Source passage -
┌──

That's good news. But the difference is stark.


----------



## Henadic Theologian (Aug 10, 2022)

TrippyHippy said:


> "A monopoly is a market structure where a single seller or producer assumes a dominant position in an industry or a sector.” (Monopoly Definition)
> 
> Seems like it to me.
> 
> In the UK a firm is said to have monopoly power if it has more than 25% of the market share. I wouldn’t be surprised in D&D has double that right now. It isn’t a _pure_ monopoly (100% market share) but it is a monopoly where they have control over the market.




 I think it's more like 75% D&D, rising to 90% or higher if you count D&D knock offs.


----------



## Eyes of Nine (Aug 10, 2022)

schneeland said:


> Seems like things are going quite well for House Hasbronnen.



The 5picE must flow!


----------



## teitan (Aug 10, 2022)

Maggan said:


> Darrington is Critical Role's publishing company, so I guess that it's their Tal'dorei stuff that's selling strong.
> 
> Goodman does 5e stuff, most notably the mammoth books in the Original Adventures Reincarnated series.
> 
> I think it's weird that ICv2 group them together like that.



They also publish their own adventures and they have some monster books coming up inluding a Lankhmar monster books and Dungeon Denizens for 5e and DCC. I am probably getting the Lankhmar book but checking out of 5e for DCC in general for the future.


----------



## teitan (Aug 10, 2022)

TrippyHippy said:


> Looks pretty much like a monopoly to me.
> 
> Not surprising that licenses such as Doctor Who, Lord of the Rings, Batman, all the licenses associated with Everyday Heroes and also Adventures in Rokugan are all heading the way of the 5E market. I honestly wonder what other game lines will follow suit? Shadowrun for 5E? Warhammer for 5E? Traveller for 5E? Runequest for 5E?
> 
> Still, things are all relative. While some companies might not be Top 5, they may still be selling well compared to their own company targets - and 40 different brands suggest a good diversity. The key thing for the hobby is that it is still growing.



Looks like 3.x era to me


----------



## teitan (Aug 10, 2022)

MockingBird said:


> I've been eyeballing the Tal'dorei book. I remember seeing the first print at BAM and regret not getting it. This one is supposedly updated and bigger.



It is, and it is HUGE compared to the original. It is about the size of Eberron vs SCAG. A lot of reused artwork and some copypasta but still wonderfully done and the PDF even has some neat little lightning effects going on when you change pages.

└──

(Entries taken from a collection)
┌──

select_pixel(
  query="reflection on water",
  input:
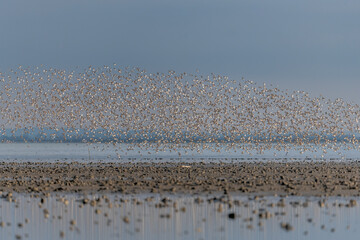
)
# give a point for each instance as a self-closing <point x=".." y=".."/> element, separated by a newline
<point x="128" y="152"/>
<point x="177" y="217"/>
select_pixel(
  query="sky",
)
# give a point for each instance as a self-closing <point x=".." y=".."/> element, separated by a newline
<point x="311" y="45"/>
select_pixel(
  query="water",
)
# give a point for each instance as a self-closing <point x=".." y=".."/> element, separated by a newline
<point x="51" y="152"/>
<point x="199" y="220"/>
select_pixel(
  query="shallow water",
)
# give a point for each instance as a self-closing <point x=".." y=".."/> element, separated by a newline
<point x="335" y="219"/>
<point x="51" y="152"/>
<point x="199" y="220"/>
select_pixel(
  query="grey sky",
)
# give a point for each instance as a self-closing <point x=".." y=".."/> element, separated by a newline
<point x="309" y="45"/>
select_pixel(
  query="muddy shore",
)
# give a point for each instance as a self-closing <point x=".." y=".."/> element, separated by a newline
<point x="262" y="178"/>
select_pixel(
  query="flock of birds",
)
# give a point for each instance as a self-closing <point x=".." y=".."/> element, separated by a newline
<point x="168" y="110"/>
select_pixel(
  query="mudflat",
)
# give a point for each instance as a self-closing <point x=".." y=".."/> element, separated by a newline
<point x="263" y="178"/>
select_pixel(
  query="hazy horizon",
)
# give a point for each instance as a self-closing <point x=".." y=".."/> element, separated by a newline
<point x="306" y="45"/>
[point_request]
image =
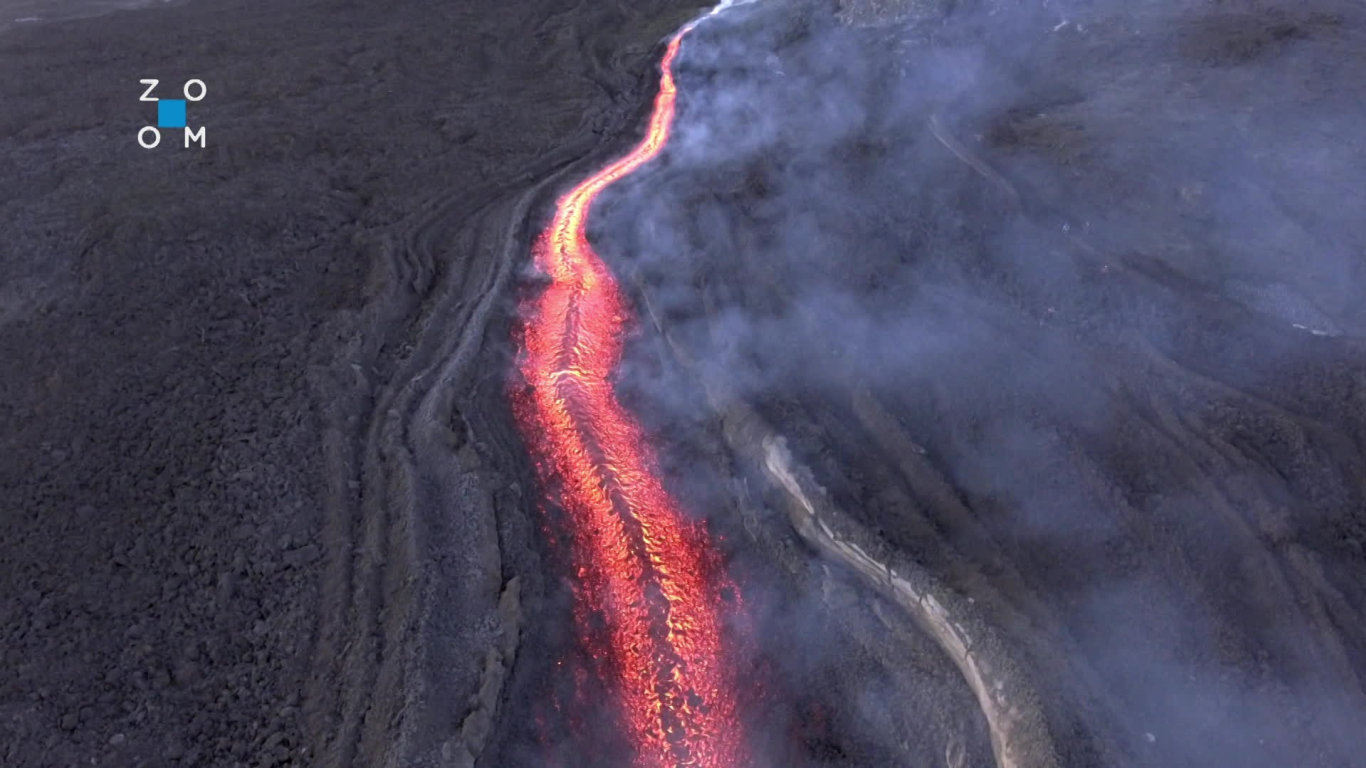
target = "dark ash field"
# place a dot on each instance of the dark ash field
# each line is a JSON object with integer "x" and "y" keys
{"x": 1014, "y": 351}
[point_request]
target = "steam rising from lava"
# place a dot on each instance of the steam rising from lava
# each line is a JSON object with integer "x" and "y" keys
{"x": 645, "y": 570}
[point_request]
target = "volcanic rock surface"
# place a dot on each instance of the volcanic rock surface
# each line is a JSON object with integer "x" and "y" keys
{"x": 1048, "y": 312}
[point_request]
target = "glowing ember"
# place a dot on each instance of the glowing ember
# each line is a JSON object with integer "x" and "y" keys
{"x": 648, "y": 588}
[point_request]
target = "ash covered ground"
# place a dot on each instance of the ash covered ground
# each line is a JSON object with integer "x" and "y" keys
{"x": 1049, "y": 309}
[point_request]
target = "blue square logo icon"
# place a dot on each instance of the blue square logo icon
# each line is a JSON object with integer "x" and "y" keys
{"x": 171, "y": 114}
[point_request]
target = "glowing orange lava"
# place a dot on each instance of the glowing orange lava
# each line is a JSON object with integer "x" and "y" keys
{"x": 648, "y": 588}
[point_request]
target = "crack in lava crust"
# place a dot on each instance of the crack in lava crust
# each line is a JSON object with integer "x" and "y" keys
{"x": 649, "y": 582}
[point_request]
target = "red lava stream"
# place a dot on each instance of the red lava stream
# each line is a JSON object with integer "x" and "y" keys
{"x": 648, "y": 581}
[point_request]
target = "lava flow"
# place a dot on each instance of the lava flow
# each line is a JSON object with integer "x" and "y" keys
{"x": 648, "y": 584}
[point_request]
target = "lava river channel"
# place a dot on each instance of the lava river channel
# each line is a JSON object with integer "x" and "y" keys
{"x": 648, "y": 584}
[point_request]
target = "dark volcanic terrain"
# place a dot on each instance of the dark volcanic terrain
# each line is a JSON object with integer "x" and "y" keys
{"x": 1014, "y": 353}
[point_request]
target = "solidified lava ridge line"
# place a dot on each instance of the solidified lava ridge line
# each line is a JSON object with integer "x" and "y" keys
{"x": 648, "y": 582}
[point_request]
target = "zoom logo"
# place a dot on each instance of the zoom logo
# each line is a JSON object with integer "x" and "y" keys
{"x": 171, "y": 114}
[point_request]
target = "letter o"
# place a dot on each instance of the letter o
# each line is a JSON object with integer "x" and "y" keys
{"x": 204, "y": 90}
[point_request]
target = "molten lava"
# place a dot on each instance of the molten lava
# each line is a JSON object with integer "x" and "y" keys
{"x": 648, "y": 588}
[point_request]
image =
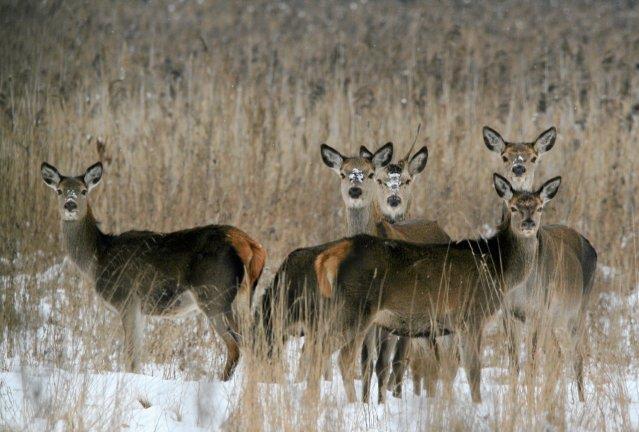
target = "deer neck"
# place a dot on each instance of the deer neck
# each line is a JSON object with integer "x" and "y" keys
{"x": 82, "y": 239}
{"x": 360, "y": 220}
{"x": 517, "y": 255}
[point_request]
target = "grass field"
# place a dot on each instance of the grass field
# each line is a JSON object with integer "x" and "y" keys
{"x": 214, "y": 112}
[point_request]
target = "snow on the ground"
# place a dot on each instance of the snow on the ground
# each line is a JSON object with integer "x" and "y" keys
{"x": 44, "y": 398}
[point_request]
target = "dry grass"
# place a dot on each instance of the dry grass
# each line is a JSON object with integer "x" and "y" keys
{"x": 208, "y": 113}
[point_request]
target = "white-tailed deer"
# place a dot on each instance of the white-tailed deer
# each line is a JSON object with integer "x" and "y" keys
{"x": 142, "y": 273}
{"x": 394, "y": 184}
{"x": 558, "y": 290}
{"x": 418, "y": 290}
{"x": 296, "y": 273}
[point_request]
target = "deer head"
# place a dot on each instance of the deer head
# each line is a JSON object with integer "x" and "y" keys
{"x": 525, "y": 207}
{"x": 520, "y": 159}
{"x": 72, "y": 191}
{"x": 395, "y": 184}
{"x": 356, "y": 173}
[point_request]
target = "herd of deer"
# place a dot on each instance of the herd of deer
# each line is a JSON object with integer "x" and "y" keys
{"x": 399, "y": 291}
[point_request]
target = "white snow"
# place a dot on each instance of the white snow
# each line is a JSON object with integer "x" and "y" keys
{"x": 40, "y": 397}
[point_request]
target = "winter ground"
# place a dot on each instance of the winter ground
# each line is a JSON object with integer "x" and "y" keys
{"x": 37, "y": 396}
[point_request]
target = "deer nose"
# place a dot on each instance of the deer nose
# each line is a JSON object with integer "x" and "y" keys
{"x": 519, "y": 170}
{"x": 394, "y": 200}
{"x": 355, "y": 192}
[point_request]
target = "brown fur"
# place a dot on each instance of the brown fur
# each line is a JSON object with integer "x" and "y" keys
{"x": 253, "y": 256}
{"x": 326, "y": 266}
{"x": 420, "y": 290}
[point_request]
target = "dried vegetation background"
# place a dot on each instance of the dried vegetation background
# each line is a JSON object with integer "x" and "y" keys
{"x": 214, "y": 112}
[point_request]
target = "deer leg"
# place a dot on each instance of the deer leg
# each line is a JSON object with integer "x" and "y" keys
{"x": 367, "y": 359}
{"x": 578, "y": 359}
{"x": 302, "y": 370}
{"x": 432, "y": 362}
{"x": 225, "y": 332}
{"x": 511, "y": 341}
{"x": 382, "y": 366}
{"x": 347, "y": 357}
{"x": 133, "y": 324}
{"x": 399, "y": 365}
{"x": 417, "y": 378}
{"x": 471, "y": 352}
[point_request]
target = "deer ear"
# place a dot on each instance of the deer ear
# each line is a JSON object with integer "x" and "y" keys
{"x": 365, "y": 153}
{"x": 331, "y": 157}
{"x": 418, "y": 161}
{"x": 549, "y": 189}
{"x": 503, "y": 187}
{"x": 50, "y": 175}
{"x": 93, "y": 175}
{"x": 383, "y": 156}
{"x": 545, "y": 141}
{"x": 493, "y": 140}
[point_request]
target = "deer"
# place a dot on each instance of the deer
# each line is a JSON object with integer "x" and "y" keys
{"x": 356, "y": 175}
{"x": 394, "y": 191}
{"x": 558, "y": 291}
{"x": 168, "y": 275}
{"x": 422, "y": 290}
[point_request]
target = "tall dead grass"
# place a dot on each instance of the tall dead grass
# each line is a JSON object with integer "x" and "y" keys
{"x": 214, "y": 112}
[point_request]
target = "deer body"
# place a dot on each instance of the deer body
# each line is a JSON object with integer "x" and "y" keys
{"x": 141, "y": 273}
{"x": 395, "y": 184}
{"x": 295, "y": 278}
{"x": 558, "y": 290}
{"x": 418, "y": 290}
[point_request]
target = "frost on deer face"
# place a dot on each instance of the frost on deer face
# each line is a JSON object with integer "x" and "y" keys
{"x": 394, "y": 182}
{"x": 356, "y": 176}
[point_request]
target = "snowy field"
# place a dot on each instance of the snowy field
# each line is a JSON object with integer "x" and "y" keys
{"x": 35, "y": 395}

└──

Work to do -
a - Extract the stretch of the forum thread from "They also publish" through "for the future.".
b - State whether each statement below agrees with the forum thread, answering yes or no and quoting the deciding words of the thread. (i) In the UK, a firm is said to have monopoly power if it holds more than 25% of the market share. (ii) Darrington is identified as Goodman's publishing company. (iii) The updated Tal'dorei book is described as smaller than the original.

The answers -
a -
They also publish their own adventures and they have some monster books coming up inluding a Lankhmar monster books and Dungeon Denizens for 5e and DCC. I am probably getting the Lankhmar book but checking out of 5e for DCC in general for the future.

b -
(i) Yes: "In the UK a firm is said to have monopoly power if it has more than 25% of the market share."
(ii) No: "Darrington is Critical Role's publishing company"
(iii) No: "it is HUGE compared to the original"